--- WHAT IS REQUIRED ---
List each line in the entries below that contains the string "bride". Case counts.

— START LISTING —

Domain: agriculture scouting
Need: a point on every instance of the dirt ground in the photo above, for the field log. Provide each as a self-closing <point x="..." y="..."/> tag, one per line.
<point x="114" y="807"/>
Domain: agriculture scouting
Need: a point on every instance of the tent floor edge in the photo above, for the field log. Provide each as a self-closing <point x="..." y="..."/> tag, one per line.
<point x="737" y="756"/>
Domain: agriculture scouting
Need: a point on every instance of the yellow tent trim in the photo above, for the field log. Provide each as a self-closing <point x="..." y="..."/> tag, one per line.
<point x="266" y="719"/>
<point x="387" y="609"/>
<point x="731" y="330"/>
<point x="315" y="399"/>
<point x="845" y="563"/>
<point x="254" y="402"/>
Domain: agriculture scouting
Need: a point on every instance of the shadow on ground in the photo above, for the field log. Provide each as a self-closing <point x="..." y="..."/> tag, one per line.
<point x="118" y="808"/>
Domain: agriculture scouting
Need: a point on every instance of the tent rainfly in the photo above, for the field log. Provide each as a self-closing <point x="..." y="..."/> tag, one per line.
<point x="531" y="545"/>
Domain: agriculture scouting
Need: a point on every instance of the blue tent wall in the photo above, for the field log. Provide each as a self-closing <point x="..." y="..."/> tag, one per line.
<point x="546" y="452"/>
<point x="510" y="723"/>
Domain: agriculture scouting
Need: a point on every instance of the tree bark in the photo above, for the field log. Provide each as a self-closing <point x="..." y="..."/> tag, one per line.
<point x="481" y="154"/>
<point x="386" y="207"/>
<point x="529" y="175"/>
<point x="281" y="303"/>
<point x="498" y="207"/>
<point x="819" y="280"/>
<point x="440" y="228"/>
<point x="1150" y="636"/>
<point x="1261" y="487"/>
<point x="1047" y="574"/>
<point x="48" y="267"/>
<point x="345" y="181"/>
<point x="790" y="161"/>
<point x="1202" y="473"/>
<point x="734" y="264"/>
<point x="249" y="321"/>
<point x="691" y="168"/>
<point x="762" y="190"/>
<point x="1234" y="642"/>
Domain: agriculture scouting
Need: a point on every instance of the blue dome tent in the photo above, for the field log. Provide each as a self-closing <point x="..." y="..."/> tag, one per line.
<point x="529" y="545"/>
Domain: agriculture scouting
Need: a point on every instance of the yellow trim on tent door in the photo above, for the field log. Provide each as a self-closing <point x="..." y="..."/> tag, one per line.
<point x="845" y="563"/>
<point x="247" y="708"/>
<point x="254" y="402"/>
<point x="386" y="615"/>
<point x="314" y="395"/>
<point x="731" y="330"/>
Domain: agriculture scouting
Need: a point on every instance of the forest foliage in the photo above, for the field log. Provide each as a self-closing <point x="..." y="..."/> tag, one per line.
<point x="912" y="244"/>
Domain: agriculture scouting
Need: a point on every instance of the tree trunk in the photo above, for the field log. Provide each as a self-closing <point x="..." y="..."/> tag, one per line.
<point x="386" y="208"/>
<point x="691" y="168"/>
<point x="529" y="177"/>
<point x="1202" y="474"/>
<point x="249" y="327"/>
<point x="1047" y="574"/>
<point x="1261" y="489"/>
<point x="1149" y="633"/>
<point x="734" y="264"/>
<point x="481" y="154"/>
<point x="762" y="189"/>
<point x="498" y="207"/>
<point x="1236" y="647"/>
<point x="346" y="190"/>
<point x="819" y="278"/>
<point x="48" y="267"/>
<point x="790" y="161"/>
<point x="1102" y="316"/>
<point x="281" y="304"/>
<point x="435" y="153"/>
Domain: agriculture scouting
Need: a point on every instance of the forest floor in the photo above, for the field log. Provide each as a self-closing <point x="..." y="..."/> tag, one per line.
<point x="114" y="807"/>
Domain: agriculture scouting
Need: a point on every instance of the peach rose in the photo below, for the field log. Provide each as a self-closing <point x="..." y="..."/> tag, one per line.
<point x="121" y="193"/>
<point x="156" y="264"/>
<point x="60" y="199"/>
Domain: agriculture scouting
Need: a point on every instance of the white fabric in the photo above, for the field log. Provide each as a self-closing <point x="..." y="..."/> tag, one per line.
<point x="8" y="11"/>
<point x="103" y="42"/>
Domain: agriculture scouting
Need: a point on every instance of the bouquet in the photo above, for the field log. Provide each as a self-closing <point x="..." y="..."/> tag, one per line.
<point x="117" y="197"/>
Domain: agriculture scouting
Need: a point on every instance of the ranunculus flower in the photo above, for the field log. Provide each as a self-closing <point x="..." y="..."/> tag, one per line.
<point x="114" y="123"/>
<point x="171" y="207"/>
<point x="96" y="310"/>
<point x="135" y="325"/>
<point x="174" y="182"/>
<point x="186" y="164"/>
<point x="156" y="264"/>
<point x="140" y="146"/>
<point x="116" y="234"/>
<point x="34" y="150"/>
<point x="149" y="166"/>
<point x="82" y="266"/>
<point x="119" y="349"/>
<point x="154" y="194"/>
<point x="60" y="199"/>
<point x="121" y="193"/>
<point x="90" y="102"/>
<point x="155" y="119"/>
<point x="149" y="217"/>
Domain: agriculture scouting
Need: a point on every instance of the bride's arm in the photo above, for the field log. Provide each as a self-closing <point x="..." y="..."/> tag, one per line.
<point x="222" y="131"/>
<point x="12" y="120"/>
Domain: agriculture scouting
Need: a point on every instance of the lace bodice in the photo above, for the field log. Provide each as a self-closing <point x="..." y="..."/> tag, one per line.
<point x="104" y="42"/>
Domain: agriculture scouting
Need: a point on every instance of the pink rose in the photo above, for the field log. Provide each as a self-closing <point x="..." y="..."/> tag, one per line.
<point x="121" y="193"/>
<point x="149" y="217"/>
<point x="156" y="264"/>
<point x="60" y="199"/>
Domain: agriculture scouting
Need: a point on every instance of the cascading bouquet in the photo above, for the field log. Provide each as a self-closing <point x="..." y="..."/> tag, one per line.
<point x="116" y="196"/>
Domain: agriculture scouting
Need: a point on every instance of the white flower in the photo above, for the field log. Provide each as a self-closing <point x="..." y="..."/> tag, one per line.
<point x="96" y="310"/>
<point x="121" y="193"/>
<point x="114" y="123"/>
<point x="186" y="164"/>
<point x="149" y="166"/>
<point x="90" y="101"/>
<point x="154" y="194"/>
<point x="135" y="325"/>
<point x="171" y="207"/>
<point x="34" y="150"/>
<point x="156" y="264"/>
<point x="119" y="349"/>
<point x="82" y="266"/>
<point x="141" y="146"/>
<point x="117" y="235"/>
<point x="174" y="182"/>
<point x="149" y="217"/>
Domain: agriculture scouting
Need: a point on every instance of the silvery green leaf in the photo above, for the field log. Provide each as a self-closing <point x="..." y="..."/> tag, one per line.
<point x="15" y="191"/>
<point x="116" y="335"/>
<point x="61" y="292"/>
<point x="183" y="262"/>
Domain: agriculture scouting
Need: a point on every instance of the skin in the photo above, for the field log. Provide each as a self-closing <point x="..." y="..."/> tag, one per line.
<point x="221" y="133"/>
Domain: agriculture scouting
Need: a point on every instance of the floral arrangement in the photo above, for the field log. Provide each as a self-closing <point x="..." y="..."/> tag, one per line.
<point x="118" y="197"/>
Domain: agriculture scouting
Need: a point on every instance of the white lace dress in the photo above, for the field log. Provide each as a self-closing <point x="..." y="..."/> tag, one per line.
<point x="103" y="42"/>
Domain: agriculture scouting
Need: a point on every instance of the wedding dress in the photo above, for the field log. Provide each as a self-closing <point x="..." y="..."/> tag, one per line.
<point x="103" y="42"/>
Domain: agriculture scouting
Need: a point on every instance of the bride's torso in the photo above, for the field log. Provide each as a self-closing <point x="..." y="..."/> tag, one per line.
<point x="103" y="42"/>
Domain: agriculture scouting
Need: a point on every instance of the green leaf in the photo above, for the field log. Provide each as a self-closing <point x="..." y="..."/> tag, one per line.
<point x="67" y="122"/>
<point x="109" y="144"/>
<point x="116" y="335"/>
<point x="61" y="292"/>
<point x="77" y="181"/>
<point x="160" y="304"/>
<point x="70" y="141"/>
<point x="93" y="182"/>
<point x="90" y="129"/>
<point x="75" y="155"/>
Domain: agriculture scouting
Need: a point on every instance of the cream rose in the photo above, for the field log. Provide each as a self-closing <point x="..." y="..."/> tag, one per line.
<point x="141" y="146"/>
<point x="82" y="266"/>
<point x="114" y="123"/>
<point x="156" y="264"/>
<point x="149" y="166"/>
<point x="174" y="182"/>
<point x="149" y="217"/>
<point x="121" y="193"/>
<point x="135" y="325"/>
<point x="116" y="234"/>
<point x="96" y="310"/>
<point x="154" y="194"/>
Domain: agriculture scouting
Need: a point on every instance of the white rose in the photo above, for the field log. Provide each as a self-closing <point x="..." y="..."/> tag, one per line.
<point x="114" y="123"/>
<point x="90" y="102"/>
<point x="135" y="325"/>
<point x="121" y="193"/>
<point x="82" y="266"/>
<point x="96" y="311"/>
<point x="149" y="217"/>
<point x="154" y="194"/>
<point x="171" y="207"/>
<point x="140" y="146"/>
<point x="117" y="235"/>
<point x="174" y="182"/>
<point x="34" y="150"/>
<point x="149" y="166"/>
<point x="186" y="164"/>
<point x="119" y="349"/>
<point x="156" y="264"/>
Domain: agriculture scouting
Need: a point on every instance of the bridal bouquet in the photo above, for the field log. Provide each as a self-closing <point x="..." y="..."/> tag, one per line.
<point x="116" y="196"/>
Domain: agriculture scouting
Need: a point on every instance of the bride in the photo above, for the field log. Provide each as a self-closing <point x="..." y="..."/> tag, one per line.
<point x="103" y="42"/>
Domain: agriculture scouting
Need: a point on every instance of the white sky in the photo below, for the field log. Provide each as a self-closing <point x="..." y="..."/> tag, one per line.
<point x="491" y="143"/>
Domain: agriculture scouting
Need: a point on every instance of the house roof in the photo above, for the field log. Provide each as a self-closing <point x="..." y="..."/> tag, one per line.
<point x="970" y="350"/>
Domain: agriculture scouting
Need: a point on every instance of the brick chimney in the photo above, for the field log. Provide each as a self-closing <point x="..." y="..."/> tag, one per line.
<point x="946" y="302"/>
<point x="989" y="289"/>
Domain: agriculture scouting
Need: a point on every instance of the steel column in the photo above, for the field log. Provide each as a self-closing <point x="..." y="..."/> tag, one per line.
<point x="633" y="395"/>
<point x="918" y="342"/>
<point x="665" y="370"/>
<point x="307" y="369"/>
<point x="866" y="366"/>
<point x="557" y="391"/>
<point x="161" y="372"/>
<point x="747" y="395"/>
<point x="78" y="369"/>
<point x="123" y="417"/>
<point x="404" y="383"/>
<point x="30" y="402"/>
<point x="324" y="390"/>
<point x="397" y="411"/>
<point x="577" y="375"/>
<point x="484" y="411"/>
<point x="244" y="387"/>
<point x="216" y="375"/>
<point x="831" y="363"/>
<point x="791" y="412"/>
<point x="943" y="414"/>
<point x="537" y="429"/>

— END LISTING —

--- EXPECTED ANSWER ---
Need: a point on every instance of the bride's arm in the photo above, for the field log. Provide each as a self-closing <point x="..." y="..."/> tag, one per line.
Need: a point on every instance of the bride's torso in the photo above, for the field log. Provide each as a self-closing <point x="..." y="..."/> tag, one per line.
Need: a point on every instance of the bride in the photo above, for the field log. Provide each as a self-closing <point x="..." y="..."/> tag, one per line.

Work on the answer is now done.